▶ [Reading passage]

Historically, we used multiple SCSI drives across a number of servers. At the moment, we have a single server with 300MB/s drives. The business has been in decline for a while (thanks to Facebook), but we are still doing more than 2 million file request per day. At our peak it was more like 10 million per day.

Our structure (a possible answer)

Everything on Jerry is tweaked for the small file delivery and nothing else.

Jerry is a webserver, but we treat it more like a database. Everything that is not needed is removed.

Each file is given a 4 character ID. The ID is alpha-numeric (0-9,a-z,A-Z). This gives you 61*61*61*61 combinations (or 13,845,841 IDs).

We have multiple domains as well, so each domain has a maximum of 13,845,841 IDs. We got very close on the popular "domains" to this limit before Facebook came along and we had plans ready to go that would allow for 5 character IDs, but did not need it in the end.

File system look-ups are very fast if you know the full path to the file. It is only slow if you need to scan for file matches. We took full advantage of this.

Each 4 character id is a series of directories. for example, aBc9 is /path/to/a/B/c/9.

This is a very high number of unique IDs across only 4 directories. Each directory has a maximum of 61 sub-directories. Creating fast look-ups without flooding the file system index.

▶ [Given information]
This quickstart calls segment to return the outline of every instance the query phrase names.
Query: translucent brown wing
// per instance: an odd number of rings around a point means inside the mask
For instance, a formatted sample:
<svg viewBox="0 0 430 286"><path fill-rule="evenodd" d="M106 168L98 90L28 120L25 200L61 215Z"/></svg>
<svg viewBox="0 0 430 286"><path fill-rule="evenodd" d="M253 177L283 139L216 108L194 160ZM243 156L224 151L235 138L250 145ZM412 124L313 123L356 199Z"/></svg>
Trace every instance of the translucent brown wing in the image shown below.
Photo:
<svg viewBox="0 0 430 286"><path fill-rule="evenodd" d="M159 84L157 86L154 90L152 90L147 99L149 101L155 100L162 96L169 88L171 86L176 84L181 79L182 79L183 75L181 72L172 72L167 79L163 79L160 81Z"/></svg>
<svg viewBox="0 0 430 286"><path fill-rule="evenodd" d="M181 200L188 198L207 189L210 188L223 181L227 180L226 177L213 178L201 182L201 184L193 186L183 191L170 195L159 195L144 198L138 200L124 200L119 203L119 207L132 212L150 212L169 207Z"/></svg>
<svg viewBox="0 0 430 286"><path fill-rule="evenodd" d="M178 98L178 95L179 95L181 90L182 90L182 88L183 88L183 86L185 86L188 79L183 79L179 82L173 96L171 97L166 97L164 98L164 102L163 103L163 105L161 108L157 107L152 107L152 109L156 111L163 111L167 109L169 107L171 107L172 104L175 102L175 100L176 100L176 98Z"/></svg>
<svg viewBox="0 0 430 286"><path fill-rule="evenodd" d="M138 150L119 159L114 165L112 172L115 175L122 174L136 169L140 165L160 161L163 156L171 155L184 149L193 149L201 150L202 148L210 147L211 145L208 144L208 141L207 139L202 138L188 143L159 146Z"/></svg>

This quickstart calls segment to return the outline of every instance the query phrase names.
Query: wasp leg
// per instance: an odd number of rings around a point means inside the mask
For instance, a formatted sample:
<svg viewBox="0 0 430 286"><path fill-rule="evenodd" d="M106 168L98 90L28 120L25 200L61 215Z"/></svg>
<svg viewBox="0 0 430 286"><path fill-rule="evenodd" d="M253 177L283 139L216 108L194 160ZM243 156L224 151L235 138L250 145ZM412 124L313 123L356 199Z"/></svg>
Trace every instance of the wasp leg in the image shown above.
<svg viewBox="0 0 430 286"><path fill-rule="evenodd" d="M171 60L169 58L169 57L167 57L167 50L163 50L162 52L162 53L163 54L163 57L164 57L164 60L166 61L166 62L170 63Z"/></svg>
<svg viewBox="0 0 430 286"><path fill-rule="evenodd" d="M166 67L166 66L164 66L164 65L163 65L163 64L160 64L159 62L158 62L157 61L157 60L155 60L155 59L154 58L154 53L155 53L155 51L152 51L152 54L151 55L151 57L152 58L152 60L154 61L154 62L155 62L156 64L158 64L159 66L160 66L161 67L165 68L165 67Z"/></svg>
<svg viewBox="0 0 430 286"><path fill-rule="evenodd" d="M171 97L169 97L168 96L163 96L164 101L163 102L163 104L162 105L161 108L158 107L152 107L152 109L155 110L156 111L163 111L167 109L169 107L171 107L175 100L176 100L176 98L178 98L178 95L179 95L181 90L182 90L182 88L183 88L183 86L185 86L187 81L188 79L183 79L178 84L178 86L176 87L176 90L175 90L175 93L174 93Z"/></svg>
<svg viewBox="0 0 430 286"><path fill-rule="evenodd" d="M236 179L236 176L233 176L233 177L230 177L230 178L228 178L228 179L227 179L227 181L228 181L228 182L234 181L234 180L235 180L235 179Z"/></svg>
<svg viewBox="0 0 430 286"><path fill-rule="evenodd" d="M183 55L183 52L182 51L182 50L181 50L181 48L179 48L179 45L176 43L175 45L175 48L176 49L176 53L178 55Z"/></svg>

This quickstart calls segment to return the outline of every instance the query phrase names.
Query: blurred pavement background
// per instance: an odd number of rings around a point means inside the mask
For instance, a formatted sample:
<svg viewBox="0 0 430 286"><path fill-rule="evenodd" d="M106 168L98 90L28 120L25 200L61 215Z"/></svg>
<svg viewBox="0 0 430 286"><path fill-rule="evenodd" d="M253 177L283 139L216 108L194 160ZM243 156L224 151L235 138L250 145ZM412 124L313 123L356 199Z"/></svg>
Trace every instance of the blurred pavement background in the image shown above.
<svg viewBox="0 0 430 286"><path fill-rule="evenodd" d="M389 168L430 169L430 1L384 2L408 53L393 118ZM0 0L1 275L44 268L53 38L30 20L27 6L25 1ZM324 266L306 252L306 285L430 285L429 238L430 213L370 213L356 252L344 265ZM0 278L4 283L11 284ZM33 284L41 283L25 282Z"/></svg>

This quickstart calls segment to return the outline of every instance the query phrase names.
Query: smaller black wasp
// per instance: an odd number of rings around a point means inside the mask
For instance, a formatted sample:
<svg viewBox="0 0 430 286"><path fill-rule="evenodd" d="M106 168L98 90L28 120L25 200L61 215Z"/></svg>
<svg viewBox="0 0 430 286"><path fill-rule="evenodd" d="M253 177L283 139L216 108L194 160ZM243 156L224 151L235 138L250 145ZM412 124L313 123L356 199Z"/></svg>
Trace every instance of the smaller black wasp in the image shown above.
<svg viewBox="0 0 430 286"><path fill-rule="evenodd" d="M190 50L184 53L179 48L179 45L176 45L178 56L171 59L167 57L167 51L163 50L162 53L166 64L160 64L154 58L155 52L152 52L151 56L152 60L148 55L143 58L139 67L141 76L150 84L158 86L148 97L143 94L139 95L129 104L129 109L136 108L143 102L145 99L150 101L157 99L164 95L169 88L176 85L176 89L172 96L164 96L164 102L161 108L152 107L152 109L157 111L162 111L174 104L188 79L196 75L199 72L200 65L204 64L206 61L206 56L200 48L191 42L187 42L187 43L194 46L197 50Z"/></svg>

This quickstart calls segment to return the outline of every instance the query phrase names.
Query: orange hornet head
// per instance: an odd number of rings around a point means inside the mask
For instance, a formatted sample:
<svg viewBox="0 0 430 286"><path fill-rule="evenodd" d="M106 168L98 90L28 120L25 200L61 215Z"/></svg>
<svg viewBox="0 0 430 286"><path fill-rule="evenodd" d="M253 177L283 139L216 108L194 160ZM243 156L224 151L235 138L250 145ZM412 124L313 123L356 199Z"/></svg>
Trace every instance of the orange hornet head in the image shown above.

▶ [Written tasks]
[A] Decide whether each statement agrees with the file-serving post, answering yes or no and quoting the words from the post that settle it: (i) The business still handles more than 2 million file requests per day. (ii) The team switched to 5 character IDs. (iii) File system look-ups are slow when the full path to the file is known.
[B] Using the file-serving post, answer each question:
(i) How many file requests per day were handled at the peak?
(ii) What path does the ID aBc9 map to?
(iii) What is the current server setup?
[C] Set down everything in the file-serving post from "Jerry is a webserver, but" down to "aBc9 is /path/to/a/B/c/9.".
Nothing in the records is required here.

▶ [Answers provided]
[A]
(i) Yes: "we are still doing more than 2 million file request per day"
(ii) No: "did not need it in the end"
(iii) No: "File system look-ups are very fast if you know the full path to the file."

[B]
(i) More like 10 million per day.
(ii) /path/to/a/B/c/9
(iii) A single server with 300MB/s drives.

[C]
Jerry is a webserver, but we treat it more like a database. Everything that is not needed is removed.

Each file is given a 4 character ID. The ID is alpha-numeric (0-9,a-z,A-Z). This gives you 61*61*61*61 combinations (or 13,845,841 IDs).

We have multiple domains as well, so each domain has a maximum of 13,845,841 IDs. We got very close on the popular "domains" to this limit before Facebook came along and we had plans ready to go that would allow for 5 character IDs, but did not need it in the end.

File system look-ups are very fast if you know the full path to the file. It is only slow if you need to scan for file matches. We took full advantage of this.

Each 4 character id is a series of directories. for example, aBc9 is /path/to/a/B/c/9.